- [Extrait choisi]
++++++
II
s'agit d'un rapport établi par MM. Calot, Girard et Léridon
remis voici plusieurs mois au gouvernement, connu sous le nom
"Rapport Calot" et dont la publication vient d'être
autorisée par le gouvernement. Ce rapport est donc présenté
dans le cahier n° 76 publié par l'I.N.E.D. et le gouvernement
déterminera sa politique familiale compte tenu sans doute
de ses conclusions.
Il
convient d'analyser tant ce que contient ce rapport que les conclusions
des auteurs et ce qu'il convient d'après nous d'en tirer.
1)
Analyse du rapport
Après
un rappel sur l'évolution de la fécondité
en France et en Europe depuis un siècle, le rapport en
vient à la crise démographique actuelle qui touche
l'Europe, les U.S.A. et le Canada.
De
nombreux graphiques annexes montrent l'évolution en baisse
rapide de la fécondité des différents pays.
Le
rapport analyse l'opinion des Français en ce qui concerne
la politique démographique et se termine par un résumé
succinct après un texte de 45 pages.
Signalons
les points particulièrement importants.
Les
auteurs disent clairement qu'on dispose désormais d'un
« recul suffisant pour pouvoir affirmer qu'on assiste
à un reflux de la fécondité qui par les niveaux
qu'elle pourrait atteindre serait sans précédent
historique ».
++++++
- [Lignes de données]
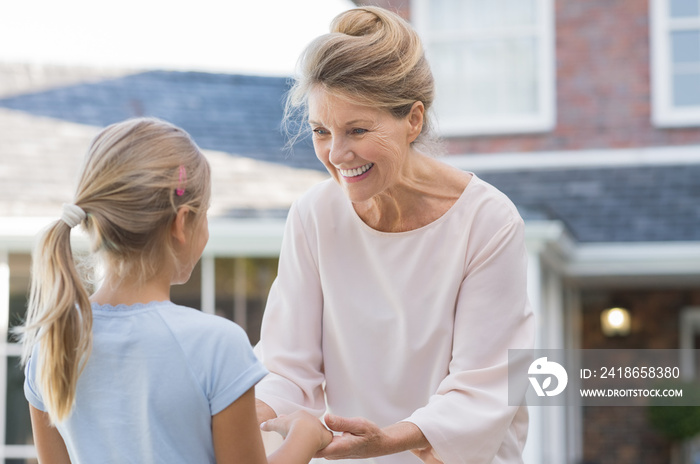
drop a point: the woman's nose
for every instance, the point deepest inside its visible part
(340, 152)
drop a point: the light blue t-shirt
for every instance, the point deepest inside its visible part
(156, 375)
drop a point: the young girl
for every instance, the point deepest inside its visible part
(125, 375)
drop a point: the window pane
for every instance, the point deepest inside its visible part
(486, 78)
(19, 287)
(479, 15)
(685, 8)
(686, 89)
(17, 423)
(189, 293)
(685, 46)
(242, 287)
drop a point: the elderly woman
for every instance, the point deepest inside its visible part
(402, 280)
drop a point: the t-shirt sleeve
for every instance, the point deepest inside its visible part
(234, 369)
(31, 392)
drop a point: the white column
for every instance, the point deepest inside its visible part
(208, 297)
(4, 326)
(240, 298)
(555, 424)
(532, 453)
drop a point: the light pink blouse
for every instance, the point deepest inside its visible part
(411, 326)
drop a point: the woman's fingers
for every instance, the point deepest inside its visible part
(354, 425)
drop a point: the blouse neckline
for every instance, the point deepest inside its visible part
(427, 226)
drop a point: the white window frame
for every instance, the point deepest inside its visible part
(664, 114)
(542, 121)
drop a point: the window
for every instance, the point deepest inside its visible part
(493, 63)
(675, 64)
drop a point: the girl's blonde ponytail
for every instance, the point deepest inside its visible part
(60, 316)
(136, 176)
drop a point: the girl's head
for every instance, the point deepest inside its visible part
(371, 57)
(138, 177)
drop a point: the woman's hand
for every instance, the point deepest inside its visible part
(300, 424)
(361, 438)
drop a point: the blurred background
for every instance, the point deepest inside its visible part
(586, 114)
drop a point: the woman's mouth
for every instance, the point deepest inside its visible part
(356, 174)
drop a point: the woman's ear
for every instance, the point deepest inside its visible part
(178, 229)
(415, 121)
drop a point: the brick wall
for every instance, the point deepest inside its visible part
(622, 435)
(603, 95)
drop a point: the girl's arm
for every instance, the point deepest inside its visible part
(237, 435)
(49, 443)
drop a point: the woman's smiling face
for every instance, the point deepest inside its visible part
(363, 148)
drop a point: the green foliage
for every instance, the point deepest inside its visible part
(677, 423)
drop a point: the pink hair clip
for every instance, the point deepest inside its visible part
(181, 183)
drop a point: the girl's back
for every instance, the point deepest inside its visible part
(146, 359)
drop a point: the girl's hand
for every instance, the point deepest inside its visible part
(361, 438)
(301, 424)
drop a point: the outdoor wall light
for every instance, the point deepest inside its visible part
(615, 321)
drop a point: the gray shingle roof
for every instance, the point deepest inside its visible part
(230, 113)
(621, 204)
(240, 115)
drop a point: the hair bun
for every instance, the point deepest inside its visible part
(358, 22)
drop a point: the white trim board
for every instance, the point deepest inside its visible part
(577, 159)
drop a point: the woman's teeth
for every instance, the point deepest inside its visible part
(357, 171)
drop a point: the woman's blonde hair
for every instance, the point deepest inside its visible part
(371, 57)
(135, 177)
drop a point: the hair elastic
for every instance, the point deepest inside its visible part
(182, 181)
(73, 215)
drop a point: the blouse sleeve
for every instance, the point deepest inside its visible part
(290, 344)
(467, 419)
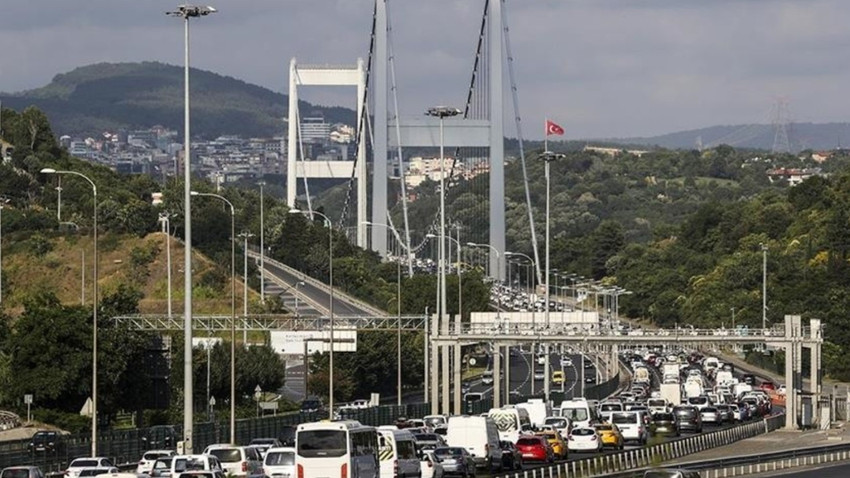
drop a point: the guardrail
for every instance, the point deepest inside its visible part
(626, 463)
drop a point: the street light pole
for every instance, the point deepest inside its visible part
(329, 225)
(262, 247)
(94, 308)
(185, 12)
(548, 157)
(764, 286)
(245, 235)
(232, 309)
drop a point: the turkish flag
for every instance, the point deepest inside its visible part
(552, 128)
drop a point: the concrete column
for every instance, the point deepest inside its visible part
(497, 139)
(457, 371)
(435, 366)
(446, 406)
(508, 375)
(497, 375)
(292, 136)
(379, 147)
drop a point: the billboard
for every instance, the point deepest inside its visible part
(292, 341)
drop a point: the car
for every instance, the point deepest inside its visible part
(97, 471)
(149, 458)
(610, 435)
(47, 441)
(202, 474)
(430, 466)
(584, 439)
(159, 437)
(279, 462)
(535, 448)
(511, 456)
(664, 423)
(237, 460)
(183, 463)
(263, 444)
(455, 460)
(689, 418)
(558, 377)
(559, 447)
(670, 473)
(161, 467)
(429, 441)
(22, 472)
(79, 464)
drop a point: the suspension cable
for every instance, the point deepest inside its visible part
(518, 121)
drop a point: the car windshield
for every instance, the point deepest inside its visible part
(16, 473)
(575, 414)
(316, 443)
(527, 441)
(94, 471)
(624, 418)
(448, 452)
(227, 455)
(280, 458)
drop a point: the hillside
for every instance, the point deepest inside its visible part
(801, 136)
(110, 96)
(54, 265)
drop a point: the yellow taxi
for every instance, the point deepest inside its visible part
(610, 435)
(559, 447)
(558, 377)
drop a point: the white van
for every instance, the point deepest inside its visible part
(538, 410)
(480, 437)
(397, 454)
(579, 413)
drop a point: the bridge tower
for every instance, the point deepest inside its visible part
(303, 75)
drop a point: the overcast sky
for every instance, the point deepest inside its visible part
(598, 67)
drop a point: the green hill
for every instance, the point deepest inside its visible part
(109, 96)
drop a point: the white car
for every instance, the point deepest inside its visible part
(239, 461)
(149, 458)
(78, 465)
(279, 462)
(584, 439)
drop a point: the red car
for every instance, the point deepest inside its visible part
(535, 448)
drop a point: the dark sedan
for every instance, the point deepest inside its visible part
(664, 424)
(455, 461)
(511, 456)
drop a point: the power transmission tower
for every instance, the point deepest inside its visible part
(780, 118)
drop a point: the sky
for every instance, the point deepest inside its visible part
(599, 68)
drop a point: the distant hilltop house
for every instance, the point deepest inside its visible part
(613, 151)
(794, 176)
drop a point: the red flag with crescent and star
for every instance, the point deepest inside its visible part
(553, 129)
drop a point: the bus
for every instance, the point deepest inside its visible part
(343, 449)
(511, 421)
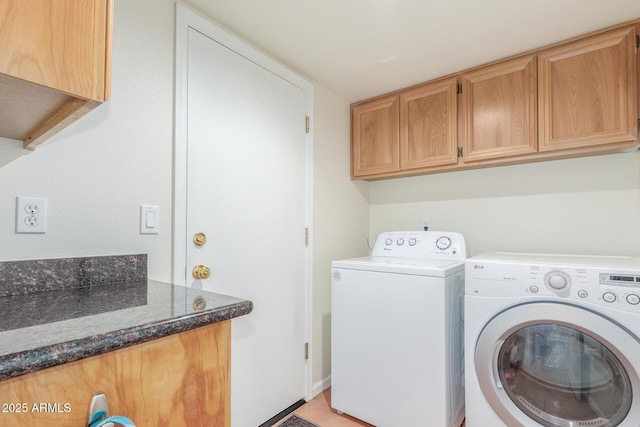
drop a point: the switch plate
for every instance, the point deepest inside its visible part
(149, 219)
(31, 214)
++++++
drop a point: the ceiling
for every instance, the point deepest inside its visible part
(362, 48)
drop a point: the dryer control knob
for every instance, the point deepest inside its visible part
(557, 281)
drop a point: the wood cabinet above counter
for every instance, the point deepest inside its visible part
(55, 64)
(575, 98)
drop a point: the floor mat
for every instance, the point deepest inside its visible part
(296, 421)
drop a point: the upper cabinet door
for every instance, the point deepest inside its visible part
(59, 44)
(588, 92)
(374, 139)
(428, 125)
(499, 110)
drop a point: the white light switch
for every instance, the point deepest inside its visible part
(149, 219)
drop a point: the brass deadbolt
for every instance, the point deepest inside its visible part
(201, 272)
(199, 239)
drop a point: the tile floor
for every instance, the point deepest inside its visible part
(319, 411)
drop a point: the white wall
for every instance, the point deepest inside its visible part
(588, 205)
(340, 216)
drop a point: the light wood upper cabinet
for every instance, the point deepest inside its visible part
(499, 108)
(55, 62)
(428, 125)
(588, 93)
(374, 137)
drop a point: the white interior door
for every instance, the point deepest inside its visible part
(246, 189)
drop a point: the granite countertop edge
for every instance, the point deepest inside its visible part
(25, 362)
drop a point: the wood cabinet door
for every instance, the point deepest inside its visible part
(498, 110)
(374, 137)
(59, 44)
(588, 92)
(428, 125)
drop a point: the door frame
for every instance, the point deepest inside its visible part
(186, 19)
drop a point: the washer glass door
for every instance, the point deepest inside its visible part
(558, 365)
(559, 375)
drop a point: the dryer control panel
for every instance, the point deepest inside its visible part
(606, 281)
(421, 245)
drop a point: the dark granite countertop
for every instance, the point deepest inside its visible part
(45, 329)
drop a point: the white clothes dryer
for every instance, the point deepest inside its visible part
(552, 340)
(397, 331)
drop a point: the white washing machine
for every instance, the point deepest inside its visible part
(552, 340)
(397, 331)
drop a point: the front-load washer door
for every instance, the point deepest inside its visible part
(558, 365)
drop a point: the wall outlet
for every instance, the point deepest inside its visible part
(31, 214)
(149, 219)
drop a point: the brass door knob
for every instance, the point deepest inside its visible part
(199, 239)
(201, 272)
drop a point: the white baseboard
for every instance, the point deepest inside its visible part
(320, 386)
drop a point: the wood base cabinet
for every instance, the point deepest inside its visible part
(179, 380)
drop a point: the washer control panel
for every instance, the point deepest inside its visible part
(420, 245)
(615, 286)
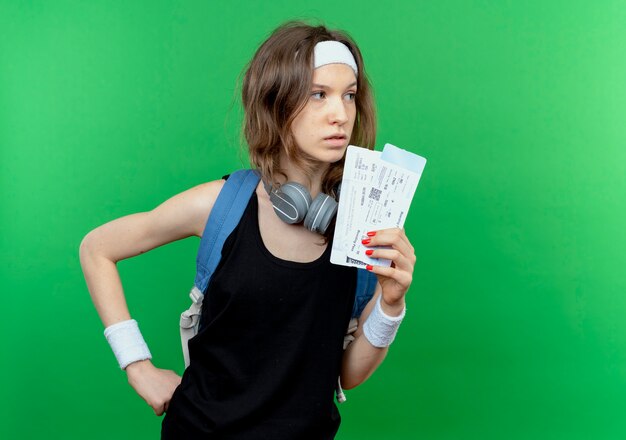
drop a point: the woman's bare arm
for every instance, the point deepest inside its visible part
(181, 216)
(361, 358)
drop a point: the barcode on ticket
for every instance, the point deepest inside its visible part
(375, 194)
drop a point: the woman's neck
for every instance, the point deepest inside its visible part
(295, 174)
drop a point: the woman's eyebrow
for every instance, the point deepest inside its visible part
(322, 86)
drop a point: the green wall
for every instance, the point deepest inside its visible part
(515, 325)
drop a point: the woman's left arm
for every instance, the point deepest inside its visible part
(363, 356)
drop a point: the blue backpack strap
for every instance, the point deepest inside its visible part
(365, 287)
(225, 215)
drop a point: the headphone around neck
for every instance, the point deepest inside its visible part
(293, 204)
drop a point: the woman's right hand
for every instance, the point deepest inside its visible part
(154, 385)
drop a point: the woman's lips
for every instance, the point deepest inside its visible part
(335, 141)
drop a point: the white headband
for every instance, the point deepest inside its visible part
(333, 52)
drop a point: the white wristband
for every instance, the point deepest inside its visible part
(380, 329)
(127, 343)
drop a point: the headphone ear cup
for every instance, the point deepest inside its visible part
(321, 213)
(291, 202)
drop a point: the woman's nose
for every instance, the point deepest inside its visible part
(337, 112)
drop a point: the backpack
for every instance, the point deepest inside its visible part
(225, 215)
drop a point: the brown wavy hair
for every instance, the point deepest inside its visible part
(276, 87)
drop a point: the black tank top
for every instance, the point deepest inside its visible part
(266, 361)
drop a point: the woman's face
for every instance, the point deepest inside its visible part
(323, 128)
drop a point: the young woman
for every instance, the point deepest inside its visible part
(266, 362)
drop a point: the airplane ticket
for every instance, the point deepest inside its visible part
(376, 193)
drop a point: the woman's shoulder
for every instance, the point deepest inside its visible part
++++++
- [Consignes de l'exercice]
1. Reprenez mot pour mot l'intégralité de l'extrait sur le rapport Calot.
2. Relevez chaque ligne des entrées où figure la chaîne « face ». La casse compte.

- [Corrigé des exercices]
1.
II
s'agit d'un rapport établi par MM. Calot, Girard et Léridon
remis voici plusieurs mois au gouvernement, connu sous le nom
"Rapport Calot" et dont la publication vient d'être
autorisée par le gouvernement. Ce rapport est donc présenté
dans le cahier n° 76 publié par l'I.N.E.D. et le gouvernement
déterminera sa politique familiale compte tenu sans doute
de ses conclusions.
Il
convient d'analyser tant ce que contient ce rapport que les conclusions
des auteurs et ce qu'il convient d'après nous d'en tirer.
1)
Analyse du rapport
Après
un rappel sur l'évolution de la fécondité
en France et en Europe depuis un siècle, le rapport en
vient à la crise démographique actuelle qui touche
l'Europe, les U.S.A. et le Canada.
De
nombreux graphiques annexes montrent l'évolution en baisse
rapide de la fécondité des différents pays.
Le
rapport analyse l'opinion des Français en ce qui concerne
la politique démographique et se termine par un résumé
succinct après un texte de 45 pages.
Signalons
les points particulièrement importants.
Les
auteurs disent clairement qu'on dispose désormais d'un
« recul suffisant pour pouvoir affirmer qu'on assiste
à un reflux de la fécondité qui par les niveaux
qu'elle pourrait atteindre serait sans précédent
historique ».

2.
drop a point: the woman's smiling face
drop a point: the woman's face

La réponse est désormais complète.